**Written request**: Copy the records below word for word, beginning with the line that contains "A teaching note to the class: indicate the hole" and continuing through the end of the records.

**Data for this task**:
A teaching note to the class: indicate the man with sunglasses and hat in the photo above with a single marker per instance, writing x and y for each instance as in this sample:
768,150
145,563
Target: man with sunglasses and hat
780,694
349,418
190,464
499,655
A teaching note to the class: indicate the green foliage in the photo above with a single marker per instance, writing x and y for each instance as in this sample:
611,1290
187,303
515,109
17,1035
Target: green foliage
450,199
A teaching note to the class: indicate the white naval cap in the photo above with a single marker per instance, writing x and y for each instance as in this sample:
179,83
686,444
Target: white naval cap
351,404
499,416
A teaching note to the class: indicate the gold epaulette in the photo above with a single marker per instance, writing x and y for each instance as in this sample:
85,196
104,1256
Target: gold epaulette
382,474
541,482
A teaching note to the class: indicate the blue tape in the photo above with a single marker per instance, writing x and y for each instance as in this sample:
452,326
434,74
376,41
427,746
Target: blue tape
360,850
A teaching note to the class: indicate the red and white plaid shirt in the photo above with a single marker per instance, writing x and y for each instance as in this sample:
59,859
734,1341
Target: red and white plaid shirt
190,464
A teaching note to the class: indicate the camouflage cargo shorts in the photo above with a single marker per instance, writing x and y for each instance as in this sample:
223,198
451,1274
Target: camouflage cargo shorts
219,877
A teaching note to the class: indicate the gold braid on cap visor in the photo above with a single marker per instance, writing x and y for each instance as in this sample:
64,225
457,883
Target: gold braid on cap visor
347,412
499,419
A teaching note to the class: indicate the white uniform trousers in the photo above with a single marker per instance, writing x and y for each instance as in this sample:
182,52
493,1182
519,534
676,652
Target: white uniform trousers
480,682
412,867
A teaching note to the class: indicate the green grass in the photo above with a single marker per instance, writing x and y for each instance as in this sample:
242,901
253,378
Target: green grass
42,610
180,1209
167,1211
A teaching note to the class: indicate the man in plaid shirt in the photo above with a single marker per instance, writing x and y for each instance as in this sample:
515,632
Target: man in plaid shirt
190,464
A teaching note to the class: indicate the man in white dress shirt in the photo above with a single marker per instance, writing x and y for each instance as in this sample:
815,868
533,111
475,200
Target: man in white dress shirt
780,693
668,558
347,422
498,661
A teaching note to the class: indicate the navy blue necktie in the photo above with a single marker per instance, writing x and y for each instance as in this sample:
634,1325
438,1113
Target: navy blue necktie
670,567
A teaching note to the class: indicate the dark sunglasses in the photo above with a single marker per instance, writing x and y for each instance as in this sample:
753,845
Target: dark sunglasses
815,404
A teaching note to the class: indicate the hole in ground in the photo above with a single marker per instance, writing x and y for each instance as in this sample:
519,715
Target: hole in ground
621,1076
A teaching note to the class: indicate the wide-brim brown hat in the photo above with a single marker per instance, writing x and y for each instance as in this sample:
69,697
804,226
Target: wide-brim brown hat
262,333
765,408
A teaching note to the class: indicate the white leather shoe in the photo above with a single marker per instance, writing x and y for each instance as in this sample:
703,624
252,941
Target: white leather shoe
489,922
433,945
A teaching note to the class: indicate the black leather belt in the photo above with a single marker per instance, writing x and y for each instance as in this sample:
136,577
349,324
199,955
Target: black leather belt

**Output below**:
A teaching note to the class: indicate the hole in ground in the photo above with a single marker per instance, writing x and y for each instance as in this sample:
519,715
Target: hole in ground
621,1076
A teaching note to the class: indicate the wide-brim brown hat in the photo above with a single marker per instance, writing x and y for each instance as in this sample:
69,697
804,226
Target: wide-brim brown hat
262,333
765,408
A teaching note to the class: indicate the white leather shoe in the photo above with a single marker per instance, writing x and y for each instance as in this sample:
703,624
252,941
Target: white leather shoe
489,922
433,945
A teaching note to the class: indicate the black leather belt in the photo above with a single marker per instance, writing x and y for each instance as in this sample:
136,577
349,324
199,955
Target: black leather belt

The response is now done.